--- WORK INSTRUCTIONS ---
Resume the court docket entry below on Brown v. Nebraska Department of Correctional Services, extending it past its final line.

Brown v. Nebr. Dept. of Correctional Svs.. et al
Filing
9
MEMORANDUM AND ORDER - IT IS THEREFORE ORDERED that: Plaintiff's claims seeking injunctive relief in connection with his psychological evaluation, or lack thereof, and his subsequent civil commitment are dismissed. All claims against Defendan ts Nebraska Department of Corrections, Amanda Holmgreen, and Stephanie Bruhn are dismissed. As to Defendant Paul Rodriguez, Plaintiff's claims under 42 U.S.C. §1983 for damages based on the alleged violation of his due process rights unde r the Fourteenth Amendment, mental anguish, double jeopardy, and mental anguish are dismissed. Plaintiff shall have 30 days from the date of this Memorandum and Order to file an amended complaint to: (1) state whether his Eighth Amendment claim is against Rodriguez in his official or individual capacity, and (2) sufficiently allege a claim against Rodriguez. Failure to file an amended complaint will result in dismissal of this matter without prejudice and without further notice. The clerk's office is directed to set a pro se case management deadline in this matter: July 23, 2014: Check for amended complaint. Ordered by Senior Judge Richard G. Kopf. (Copy mailed to pro se party)(TCL )

--- DATA UNDER STUDY ---
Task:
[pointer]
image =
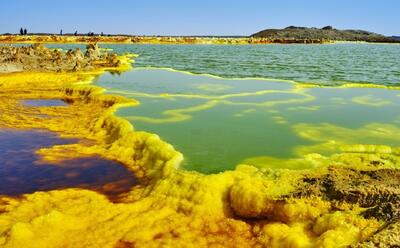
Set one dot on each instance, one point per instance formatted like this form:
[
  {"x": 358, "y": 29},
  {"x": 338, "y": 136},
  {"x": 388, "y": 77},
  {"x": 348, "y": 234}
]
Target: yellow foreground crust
[{"x": 247, "y": 207}]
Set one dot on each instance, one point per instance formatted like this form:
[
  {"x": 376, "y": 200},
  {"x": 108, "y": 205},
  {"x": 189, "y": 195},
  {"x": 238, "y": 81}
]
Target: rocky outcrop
[{"x": 325, "y": 33}]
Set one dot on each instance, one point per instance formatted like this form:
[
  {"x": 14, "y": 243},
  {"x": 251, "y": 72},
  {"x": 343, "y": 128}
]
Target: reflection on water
[
  {"x": 20, "y": 173},
  {"x": 217, "y": 123}
]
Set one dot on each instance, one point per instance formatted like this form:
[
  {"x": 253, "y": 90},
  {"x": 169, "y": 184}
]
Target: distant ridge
[{"x": 325, "y": 33}]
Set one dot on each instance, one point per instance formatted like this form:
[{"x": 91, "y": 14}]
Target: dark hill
[{"x": 325, "y": 33}]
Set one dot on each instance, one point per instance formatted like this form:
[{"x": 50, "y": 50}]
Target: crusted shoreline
[
  {"x": 352, "y": 198},
  {"x": 153, "y": 40}
]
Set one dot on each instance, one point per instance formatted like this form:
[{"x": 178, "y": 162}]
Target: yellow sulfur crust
[{"x": 247, "y": 207}]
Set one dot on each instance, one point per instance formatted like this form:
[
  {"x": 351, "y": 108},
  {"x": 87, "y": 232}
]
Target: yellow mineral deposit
[{"x": 247, "y": 207}]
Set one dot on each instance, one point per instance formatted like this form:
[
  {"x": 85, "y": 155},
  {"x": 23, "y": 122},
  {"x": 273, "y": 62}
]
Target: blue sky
[{"x": 196, "y": 17}]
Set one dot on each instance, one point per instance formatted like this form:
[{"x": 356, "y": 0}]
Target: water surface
[{"x": 21, "y": 172}]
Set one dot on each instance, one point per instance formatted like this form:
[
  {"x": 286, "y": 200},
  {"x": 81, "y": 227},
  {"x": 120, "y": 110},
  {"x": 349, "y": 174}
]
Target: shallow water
[
  {"x": 22, "y": 172},
  {"x": 218, "y": 123},
  {"x": 44, "y": 103},
  {"x": 330, "y": 64}
]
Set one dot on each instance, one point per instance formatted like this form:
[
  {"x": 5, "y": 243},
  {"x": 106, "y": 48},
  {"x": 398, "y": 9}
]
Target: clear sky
[{"x": 196, "y": 17}]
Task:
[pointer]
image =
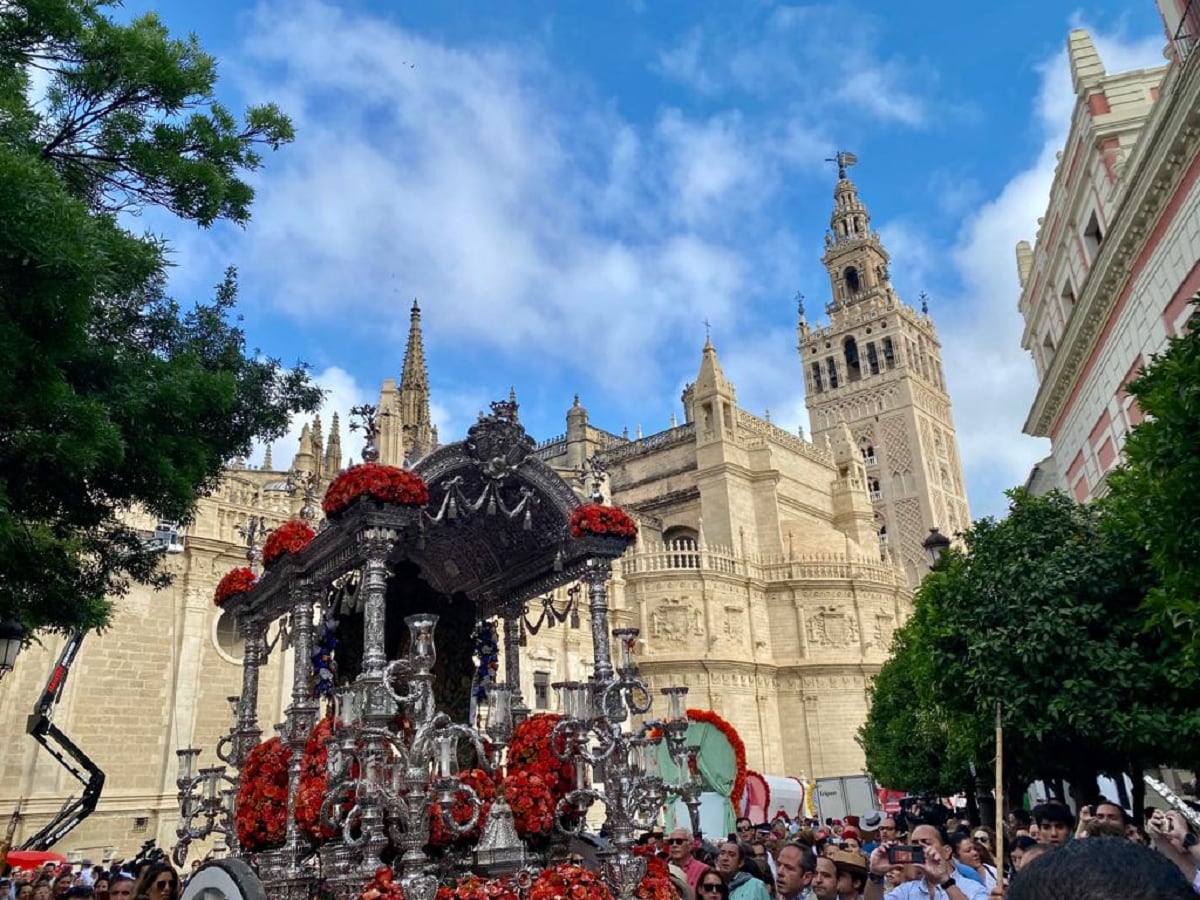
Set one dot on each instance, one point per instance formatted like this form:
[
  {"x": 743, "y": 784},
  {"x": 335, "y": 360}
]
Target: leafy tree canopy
[{"x": 114, "y": 396}]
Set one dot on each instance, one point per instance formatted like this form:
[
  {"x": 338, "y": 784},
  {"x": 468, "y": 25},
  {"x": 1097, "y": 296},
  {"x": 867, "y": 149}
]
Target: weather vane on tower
[{"x": 845, "y": 160}]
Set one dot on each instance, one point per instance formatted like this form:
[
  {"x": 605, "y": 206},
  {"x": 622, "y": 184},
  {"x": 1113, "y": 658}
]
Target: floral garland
[
  {"x": 472, "y": 887},
  {"x": 235, "y": 581},
  {"x": 382, "y": 886},
  {"x": 569, "y": 881},
  {"x": 311, "y": 791},
  {"x": 262, "y": 815},
  {"x": 460, "y": 810},
  {"x": 657, "y": 882},
  {"x": 529, "y": 751},
  {"x": 598, "y": 519},
  {"x": 532, "y": 802},
  {"x": 292, "y": 537},
  {"x": 487, "y": 653},
  {"x": 739, "y": 750},
  {"x": 384, "y": 483}
]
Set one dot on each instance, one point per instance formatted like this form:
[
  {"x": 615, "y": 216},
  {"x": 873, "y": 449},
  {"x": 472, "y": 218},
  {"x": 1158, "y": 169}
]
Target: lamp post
[
  {"x": 12, "y": 636},
  {"x": 935, "y": 545}
]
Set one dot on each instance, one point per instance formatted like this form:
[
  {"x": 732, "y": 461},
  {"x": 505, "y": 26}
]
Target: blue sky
[{"x": 573, "y": 189}]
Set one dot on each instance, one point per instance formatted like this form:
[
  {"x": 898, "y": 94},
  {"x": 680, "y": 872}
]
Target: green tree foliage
[
  {"x": 113, "y": 396},
  {"x": 1041, "y": 611},
  {"x": 912, "y": 741},
  {"x": 1156, "y": 495}
]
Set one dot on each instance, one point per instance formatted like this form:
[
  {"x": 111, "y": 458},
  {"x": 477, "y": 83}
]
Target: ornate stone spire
[
  {"x": 333, "y": 450},
  {"x": 855, "y": 257},
  {"x": 414, "y": 394}
]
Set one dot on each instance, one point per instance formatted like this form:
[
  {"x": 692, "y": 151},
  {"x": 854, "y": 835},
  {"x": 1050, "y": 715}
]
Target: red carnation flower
[
  {"x": 237, "y": 581},
  {"x": 292, "y": 537}
]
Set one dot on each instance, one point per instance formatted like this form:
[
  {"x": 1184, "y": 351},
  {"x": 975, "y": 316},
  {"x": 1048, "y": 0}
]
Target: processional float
[{"x": 372, "y": 787}]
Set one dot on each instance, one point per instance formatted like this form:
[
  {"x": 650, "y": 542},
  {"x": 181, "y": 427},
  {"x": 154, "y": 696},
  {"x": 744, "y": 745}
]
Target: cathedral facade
[{"x": 768, "y": 575}]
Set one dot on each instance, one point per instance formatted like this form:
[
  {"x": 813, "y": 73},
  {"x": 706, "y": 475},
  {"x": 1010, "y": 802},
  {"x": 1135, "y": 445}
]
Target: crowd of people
[
  {"x": 145, "y": 880},
  {"x": 1049, "y": 855}
]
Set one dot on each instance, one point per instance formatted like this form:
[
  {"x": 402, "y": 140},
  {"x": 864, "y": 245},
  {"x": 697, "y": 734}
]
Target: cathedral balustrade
[
  {"x": 683, "y": 556},
  {"x": 671, "y": 437},
  {"x": 762, "y": 429}
]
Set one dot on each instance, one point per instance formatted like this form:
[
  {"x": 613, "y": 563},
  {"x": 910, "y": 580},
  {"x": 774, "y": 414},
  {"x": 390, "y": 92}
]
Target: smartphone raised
[{"x": 906, "y": 853}]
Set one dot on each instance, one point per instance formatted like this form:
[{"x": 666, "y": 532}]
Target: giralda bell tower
[{"x": 877, "y": 366}]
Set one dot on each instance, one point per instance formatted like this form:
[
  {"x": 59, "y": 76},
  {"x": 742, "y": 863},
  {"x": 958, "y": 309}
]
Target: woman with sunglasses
[
  {"x": 712, "y": 887},
  {"x": 157, "y": 882}
]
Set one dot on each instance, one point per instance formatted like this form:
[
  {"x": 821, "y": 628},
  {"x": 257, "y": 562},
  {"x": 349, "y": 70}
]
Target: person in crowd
[
  {"x": 157, "y": 881},
  {"x": 851, "y": 839},
  {"x": 1025, "y": 850},
  {"x": 939, "y": 881},
  {"x": 985, "y": 838},
  {"x": 1055, "y": 823},
  {"x": 795, "y": 868},
  {"x": 1102, "y": 869},
  {"x": 851, "y": 868},
  {"x": 712, "y": 887},
  {"x": 679, "y": 852},
  {"x": 969, "y": 855},
  {"x": 825, "y": 879},
  {"x": 731, "y": 867}
]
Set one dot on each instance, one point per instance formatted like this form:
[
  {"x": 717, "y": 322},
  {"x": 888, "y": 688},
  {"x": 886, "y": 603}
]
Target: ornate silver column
[
  {"x": 595, "y": 576},
  {"x": 301, "y": 715},
  {"x": 378, "y": 707}
]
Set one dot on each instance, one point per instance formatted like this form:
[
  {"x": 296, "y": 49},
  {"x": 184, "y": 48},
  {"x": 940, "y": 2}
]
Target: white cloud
[
  {"x": 342, "y": 393},
  {"x": 991, "y": 378}
]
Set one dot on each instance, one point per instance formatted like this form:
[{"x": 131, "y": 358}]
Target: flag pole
[{"x": 1000, "y": 796}]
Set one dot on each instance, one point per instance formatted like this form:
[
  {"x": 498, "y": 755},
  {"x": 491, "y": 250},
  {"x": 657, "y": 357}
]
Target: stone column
[{"x": 513, "y": 652}]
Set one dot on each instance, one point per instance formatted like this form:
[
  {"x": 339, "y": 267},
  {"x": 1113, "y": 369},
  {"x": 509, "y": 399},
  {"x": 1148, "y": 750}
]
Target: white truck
[{"x": 845, "y": 796}]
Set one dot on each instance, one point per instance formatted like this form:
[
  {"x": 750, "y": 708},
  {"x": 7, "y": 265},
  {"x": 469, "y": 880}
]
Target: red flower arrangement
[
  {"x": 235, "y": 581},
  {"x": 383, "y": 886},
  {"x": 292, "y": 537},
  {"x": 460, "y": 810},
  {"x": 569, "y": 881},
  {"x": 532, "y": 802},
  {"x": 529, "y": 753},
  {"x": 598, "y": 519},
  {"x": 657, "y": 882},
  {"x": 313, "y": 784},
  {"x": 262, "y": 814},
  {"x": 731, "y": 735},
  {"x": 472, "y": 887},
  {"x": 372, "y": 479}
]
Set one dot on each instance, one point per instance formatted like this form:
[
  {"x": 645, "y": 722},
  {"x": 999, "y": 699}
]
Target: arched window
[
  {"x": 873, "y": 359},
  {"x": 682, "y": 547},
  {"x": 850, "y": 347}
]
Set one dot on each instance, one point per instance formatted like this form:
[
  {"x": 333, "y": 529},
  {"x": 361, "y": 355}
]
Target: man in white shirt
[{"x": 939, "y": 881}]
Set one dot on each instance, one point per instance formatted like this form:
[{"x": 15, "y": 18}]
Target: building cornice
[{"x": 1167, "y": 147}]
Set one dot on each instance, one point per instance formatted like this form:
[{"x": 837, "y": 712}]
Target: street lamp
[
  {"x": 12, "y": 635},
  {"x": 935, "y": 545}
]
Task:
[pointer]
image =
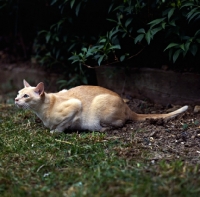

--- ANSWER TO THIS TASK ---
IN THE UNITED STATES DISTRICT COURT
FOR THE DISTRICT OF NEBRASKA
CORNELIUS BROWN,
Plaintiff,
V.
NEBRASKA DEPARTMENT OF
CORRECTIONAL SERVICES, et
al.,
Defendants.
)
)
)
)
)
)
)
)
)
)
)
4:14CV3071
MEMORANDUM
AND ORDER
Plaintiff filed his Complaint in this matter on April 2, 2014. (Filing No. 1).
The court has given Plaintiff leave to proceed in forma pauperis. (Filing No. 6.) The
court now conducts an initial review of the Complaint to determine whether summary
dismissal is appropriate under 28 U.S.C. §§ 1915(e)(2) and 1915A.
I. SUMMARY OF COMPLAINT
Plaintiff is currently incarcerated at the Norfolk Regional Center (“NRC”) in
Norfolk, Nebraska. (See Docket Sheet.) Prior to being civilly committed at the NRC,
Plaintiff was incarcerated at the Nebraska State Penitentiary (“NSP”). (Filing No. 1
at CM/ECF p. 2). He filed his Complaint against the Nebraska Department of
Correctional Services and three of its employees asserting various causes of action
related to his lack of access to a sex offender treatment program and his civil
commitment.
Plaintiff was incarcerated at the NSP from March 15, 2012, until November 8,
2014, after being convicted of third degree sexual assault. (Id. at CM/ECF p. 2.) On
March 21, 2012, Plaintiff applied for the Inpatient Healthy Living Program
(“IHeLP”), which is a treatment program for sex offenders. (Id. at CM/ECF p. 6.)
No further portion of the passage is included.